Provided information:
□ □ □ □ □ □ □

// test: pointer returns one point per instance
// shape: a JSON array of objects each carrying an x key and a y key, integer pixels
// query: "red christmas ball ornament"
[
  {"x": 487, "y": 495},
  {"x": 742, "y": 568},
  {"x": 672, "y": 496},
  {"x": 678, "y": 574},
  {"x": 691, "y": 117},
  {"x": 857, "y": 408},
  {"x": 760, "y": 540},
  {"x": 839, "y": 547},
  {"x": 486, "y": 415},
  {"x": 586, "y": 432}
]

□ □ □ □ □ □ □

Task statement:
Rewrite the rows above, substituting "gold" for "red" and leaving everything else unchanged.

Answer in full:
// test: pointer returns one point per instance
// shape: a JSON array of objects each carrying an x key and a y key, integer pixels
// query: "gold christmas ball ornament"
[
  {"x": 487, "y": 495},
  {"x": 742, "y": 568},
  {"x": 672, "y": 496},
  {"x": 678, "y": 574},
  {"x": 691, "y": 117},
  {"x": 857, "y": 408},
  {"x": 760, "y": 540},
  {"x": 839, "y": 547},
  {"x": 486, "y": 415},
  {"x": 586, "y": 432}
]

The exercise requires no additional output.